## begin Records to process

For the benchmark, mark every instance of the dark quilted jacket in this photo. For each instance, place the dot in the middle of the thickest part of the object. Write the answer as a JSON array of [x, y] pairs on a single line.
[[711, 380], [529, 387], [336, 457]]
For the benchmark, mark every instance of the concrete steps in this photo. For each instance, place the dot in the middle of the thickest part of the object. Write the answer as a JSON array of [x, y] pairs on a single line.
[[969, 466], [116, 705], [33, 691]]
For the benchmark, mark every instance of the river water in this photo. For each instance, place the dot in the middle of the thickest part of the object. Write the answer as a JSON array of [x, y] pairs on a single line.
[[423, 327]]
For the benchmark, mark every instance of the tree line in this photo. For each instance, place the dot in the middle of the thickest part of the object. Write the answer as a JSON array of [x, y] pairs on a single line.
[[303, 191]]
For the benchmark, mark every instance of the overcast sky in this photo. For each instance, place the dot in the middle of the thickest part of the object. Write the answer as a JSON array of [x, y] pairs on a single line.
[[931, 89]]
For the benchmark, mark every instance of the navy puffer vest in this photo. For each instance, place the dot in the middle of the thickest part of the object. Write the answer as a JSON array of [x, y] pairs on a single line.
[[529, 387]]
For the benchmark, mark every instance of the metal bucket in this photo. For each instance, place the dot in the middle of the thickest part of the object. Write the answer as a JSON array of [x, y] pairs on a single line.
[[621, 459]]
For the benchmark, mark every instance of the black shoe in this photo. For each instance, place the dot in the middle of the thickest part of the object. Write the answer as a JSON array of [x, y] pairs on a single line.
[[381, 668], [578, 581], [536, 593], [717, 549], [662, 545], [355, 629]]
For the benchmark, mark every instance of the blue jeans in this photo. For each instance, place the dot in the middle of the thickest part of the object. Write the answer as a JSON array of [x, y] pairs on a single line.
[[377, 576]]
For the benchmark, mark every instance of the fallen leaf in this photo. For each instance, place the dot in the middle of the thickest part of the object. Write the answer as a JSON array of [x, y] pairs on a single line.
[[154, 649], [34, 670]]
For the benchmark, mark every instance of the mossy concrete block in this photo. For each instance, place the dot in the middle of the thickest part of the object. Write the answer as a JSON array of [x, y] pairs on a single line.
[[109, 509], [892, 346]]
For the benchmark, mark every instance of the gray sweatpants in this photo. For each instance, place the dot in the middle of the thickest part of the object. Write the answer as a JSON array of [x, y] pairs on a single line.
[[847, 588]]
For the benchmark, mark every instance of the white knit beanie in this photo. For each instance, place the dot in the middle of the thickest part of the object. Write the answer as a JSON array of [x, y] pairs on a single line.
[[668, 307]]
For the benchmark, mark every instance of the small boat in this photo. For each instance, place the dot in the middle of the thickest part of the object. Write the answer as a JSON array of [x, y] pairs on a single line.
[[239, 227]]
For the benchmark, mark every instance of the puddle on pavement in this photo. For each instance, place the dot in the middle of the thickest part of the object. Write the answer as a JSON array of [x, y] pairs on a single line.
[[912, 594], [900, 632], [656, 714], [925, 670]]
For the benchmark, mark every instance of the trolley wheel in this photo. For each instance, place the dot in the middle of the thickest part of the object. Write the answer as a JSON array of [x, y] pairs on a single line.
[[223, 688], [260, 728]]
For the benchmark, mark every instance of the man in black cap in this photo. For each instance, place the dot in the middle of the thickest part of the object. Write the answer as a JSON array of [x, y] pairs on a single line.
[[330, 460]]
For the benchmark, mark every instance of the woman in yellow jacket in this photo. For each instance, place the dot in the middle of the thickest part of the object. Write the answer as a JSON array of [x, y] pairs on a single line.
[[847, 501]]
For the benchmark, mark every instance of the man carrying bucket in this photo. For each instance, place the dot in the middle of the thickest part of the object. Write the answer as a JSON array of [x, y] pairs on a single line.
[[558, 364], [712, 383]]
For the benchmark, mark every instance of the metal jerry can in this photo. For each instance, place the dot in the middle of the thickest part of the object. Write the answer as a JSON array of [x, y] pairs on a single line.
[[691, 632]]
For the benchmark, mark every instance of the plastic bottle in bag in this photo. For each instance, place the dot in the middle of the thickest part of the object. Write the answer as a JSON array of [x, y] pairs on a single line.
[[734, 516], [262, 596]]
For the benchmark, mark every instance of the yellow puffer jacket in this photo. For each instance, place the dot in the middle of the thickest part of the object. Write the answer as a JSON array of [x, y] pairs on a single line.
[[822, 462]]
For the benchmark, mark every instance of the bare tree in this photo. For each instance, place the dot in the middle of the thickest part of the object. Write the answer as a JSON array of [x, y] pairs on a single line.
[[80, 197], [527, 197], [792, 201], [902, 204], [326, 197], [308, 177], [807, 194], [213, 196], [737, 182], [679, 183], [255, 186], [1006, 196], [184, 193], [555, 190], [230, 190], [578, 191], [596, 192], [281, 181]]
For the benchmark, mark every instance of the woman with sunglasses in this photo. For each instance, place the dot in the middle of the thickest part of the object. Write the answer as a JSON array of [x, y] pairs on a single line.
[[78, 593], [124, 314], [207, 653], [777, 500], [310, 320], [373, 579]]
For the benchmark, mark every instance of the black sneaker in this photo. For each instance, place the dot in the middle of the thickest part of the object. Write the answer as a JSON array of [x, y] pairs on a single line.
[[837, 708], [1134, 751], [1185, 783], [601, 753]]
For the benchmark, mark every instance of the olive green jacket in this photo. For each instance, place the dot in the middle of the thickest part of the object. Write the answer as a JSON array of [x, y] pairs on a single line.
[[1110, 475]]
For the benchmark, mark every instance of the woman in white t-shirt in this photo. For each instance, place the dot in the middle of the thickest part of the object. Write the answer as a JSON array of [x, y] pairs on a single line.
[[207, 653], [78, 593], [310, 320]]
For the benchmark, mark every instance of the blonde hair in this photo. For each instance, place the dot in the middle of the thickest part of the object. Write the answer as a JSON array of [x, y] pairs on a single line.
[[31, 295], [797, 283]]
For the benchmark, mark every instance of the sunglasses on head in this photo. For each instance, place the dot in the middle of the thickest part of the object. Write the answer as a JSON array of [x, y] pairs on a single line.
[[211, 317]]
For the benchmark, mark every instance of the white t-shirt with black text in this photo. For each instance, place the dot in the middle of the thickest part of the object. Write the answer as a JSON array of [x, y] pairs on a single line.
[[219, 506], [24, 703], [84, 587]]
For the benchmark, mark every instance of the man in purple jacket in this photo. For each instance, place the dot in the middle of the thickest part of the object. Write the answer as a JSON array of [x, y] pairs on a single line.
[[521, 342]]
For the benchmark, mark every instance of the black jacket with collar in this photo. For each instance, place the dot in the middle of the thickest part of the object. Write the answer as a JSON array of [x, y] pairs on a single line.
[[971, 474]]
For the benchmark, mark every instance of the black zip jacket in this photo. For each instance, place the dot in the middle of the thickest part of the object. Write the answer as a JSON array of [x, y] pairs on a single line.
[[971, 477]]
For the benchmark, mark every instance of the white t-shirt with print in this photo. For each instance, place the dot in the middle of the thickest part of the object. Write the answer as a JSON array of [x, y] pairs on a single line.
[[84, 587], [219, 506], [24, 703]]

## end Records to process

Instructions for the task :: Give every one of the entries above as a numbered list, leaving out any blank lines.

Exercise result ::
1. For the benchmark, mark every instance of the dark quilted jacket in this photo. For each instance, place the dot in the middle of the thickest part of the object. Write the answer as a JSON array of [x, y] pairs on a single line.
2. [[711, 380], [529, 387], [336, 457]]
3. For the benchmark, mark every instance of the concrete steps in this photo. For each instance, place the dot in the middle of the thickest part of the object. Write the answer as a JSON array of [x, y] pairs on a single line.
4. [[969, 466], [116, 705], [33, 691]]
5. For the benchmark, mark every instance of the river water in this photo. For each instance, place the dot in the middle of the thickest part of the object. Write the answer as a JSON array of [x, y] pairs on a single line.
6. [[423, 327]]
7. For the benchmark, mark every instance of the tree line in this photo. For each instance, place the dot in the middle of the thickest part of the object. Write the answer as a JSON array of [x, y] pairs on a single line.
8. [[303, 191]]
9. For the benchmark, mark every instance of the overcast sky in this photo. For each instance, place the dot in the middle of the thickest part of the object. Write the answer as a JSON array of [x, y] pairs on a single line.
10. [[931, 89]]
11. For the benchmark, mark every instance of the navy puffer vest in this photo. For each instance, place the dot in the middle of the thickest part of the object. Write the answer as a JSON array of [x, y] pairs on a single line.
12. [[529, 387]]
13. For the benchmark, mark every instance of the metal bucket in this photo. For each instance, place the dot in the middle of the thickest part of the object. Write the answer as a JSON array of [x, y] pairs on a single line.
14. [[621, 459]]
15. For the benchmark, mark every instance of the black shoe in this photo. For each instance, place the dot in the middle of the thickest part of the object. Write the answer as a JSON array of [x, y] pairs on a single line.
16. [[381, 668], [578, 581], [536, 593], [717, 549], [662, 545], [355, 629]]
17. For the benchmark, mark every instance of the blue jeans in this photo. For each instance, place the dot in the middle of the thickest part of the object. Write the answer as a JSON array of [x, y] pairs on a single line.
18. [[377, 576]]
19. For the benchmark, mark every instance of the fallen leaf in this photo. For each instance, place the dot in the middle of the thickest part of the object. Write the answer as a JSON array of [x, y] pairs on a single line.
20. [[154, 649], [34, 670]]
21. For the benchmark, mark every instance of the mossy concrete block in this photo. For each instance, place the dot in the middle of the thickest part of the object. Write the answer as a JSON array of [x, y] pairs on a single line.
22. [[109, 509], [892, 346]]
23. For the benchmark, mark every instance of the gray sweatpants in this photo. For each instance, place the dot in the middle of the thickest part of the object. Write the answer as a JSON array of [x, y] pairs on a single line.
24. [[847, 588]]
25. For the benchmark, mark every instance of the white knit beanie in this photo. For each instance, place the dot in the middle of the thickest part of the object. Write the answer as a JSON array of [x, y] pairs on a single line.
26. [[668, 307]]
27. For the benchmark, mark every instance of the small boat in this photo. For each instance, place the dot in the middle of the thickest part of the object. Write the answer as a JSON array of [x, y] pairs on a single line.
28. [[239, 227]]
29. For the benchmark, mark every instance of the puddle on pavement in this photo. For each instance, place the dot in the middle of the thickest part of the object. Write the answer as a JSON array of [x, y] pairs on a single line.
30. [[912, 594], [900, 632], [656, 714], [925, 670]]
31. For the benchmark, mark every instance of the trolley wheel in this photo. For each instance, place the dot in the middle of the thickest part of the object. Write the answer as a JSON array of [x, y] pairs on a single line.
32. [[223, 688], [260, 728]]
33. For the benchmark, mark every instance of the man in black cap in this photo. For each instance, place the dot in the middle of the thickest part of the object. Write the answer as a JSON array of [x, y] pairs on a single line.
34. [[330, 460]]
35. For the benchmark, mark every instance of the woman in yellow jacket in this photo. For each instance, place the dot in the middle of the thickest part of the object. Write the answer as a JSON array of [x, y] pairs on a single line.
36. [[847, 501]]
37. For the benchmark, mark every instance of the man carrying bucket in this photo. For each instance, place the dot in the middle of the thickest part of the object. Write the answer as a JSON array of [x, y] pairs on a single line.
38. [[558, 364], [712, 383]]
39. For the benchmark, mark every instance of the metal jerry can in this photo. For each instance, place the dot in the middle of the thickest part of the object. Write the answer as a JSON array of [x, y] pairs on a single line.
40. [[691, 632]]
41. For the benchmark, mark every instance of the plastic bottle in bag in this photo. For each instance, place the dot in the middle of the thickest part of the object. Write the answer as a JSON array of [x, y] pairs on a single line.
42. [[734, 516], [262, 596]]
43. For the benchmark, mark every instance of the yellow puffer jacket in this photo. For each instance, place the dot in the middle of the thickest part of the object. Write the answer as a JSON array of [x, y] pairs on a single line.
44. [[822, 462]]
45. For the benchmark, mark every instance of the bare tree in this photo. For each instance, place the dot in the middle of the thickest part of the object. Write the answer as a JSON array of [x, y] pairs on a single line.
46. [[80, 197], [527, 197], [792, 201], [902, 204], [326, 197], [308, 177], [807, 194], [213, 196], [737, 182], [679, 183], [255, 186], [1006, 196], [184, 193], [555, 190], [230, 190], [578, 191], [596, 192], [281, 181]]
47. For the benchmark, mark every instance of the woman with sunglasses in this photo. For each instance, place the dot in the middle of the thickest part of the object. Write the answer as a JSON array of [x, y] pairs on a single line.
48. [[78, 593], [124, 314], [207, 653], [777, 500], [310, 320], [373, 579]]
49. For the benchmark, mark every instance of the black sneaker in this photo. For each instance, place the dot in the middle of the thickest part of the object. Write the answer as a JSON array of [x, y] pairs on a single line.
50. [[837, 708], [1134, 751], [1185, 783], [601, 753]]
51. For the benchmark, mark every instance of the olive green jacket in this photo. For each instance, place the dot in the middle of the thickest part of the object. Write the answer as a JSON array of [x, y] pairs on a single line.
52. [[1110, 475]]
53. For the benchmark, mark every instance of the woman in white t-shirt in this photo. For each instance, place the dot in the middle of the thickest part of the object. Write the answer as a JSON array of [x, y] pairs on a single line.
54. [[207, 653], [78, 593], [310, 320]]
55. For the benchmark, mark every instance of the blonde hair in this photo. For each instance, place the dot in the middle of the thickest part of the object. Write the answer as a JSON array of [x, y] pairs on a single line.
56. [[31, 295], [797, 283]]
57. For the benchmark, mark every instance of the sunglasses on head in this photo. For each instance, place the dot in the middle of the thickest part of the object. Write the answer as a JSON array of [x, y] pairs on a single line.
58. [[211, 317]]
59. For the benchmark, mark every instance of the white t-shirt with black text in this photo. For each instance, place the dot in the middle of the thickest part of the object. Write the answer as a JSON array of [x, y] pairs on a single line.
60. [[219, 506], [24, 703], [84, 587]]
61. For the benchmark, mark every instance of the man in purple jacket in this photo. For each instance, place the dot in the middle of the thickest part of the object. Write the answer as a JSON array of [x, y] pairs on a single line.
62. [[521, 342]]
63. For the benchmark, mark every instance of the black jacket with collar in this photo. For each instance, place the dot in the middle of the thickest part of the object. Write the answer as a JSON array of [x, y] pairs on a single line.
64. [[971, 474]]
65. For the benchmark, mark every instance of the black zip jacket in this photo. For each instance, place the dot in the middle of the thickest part of the object. Write the answer as a JSON array of [x, y] pairs on a single line.
66. [[971, 477]]
67. For the benchmark, mark every instance of the white t-shirt with print in this photo. For each instance, place the dot in the middle of the thickest part of the object. Write the answer as a JSON array of [x, y] pairs on a single line.
68. [[84, 587], [219, 506], [24, 703]]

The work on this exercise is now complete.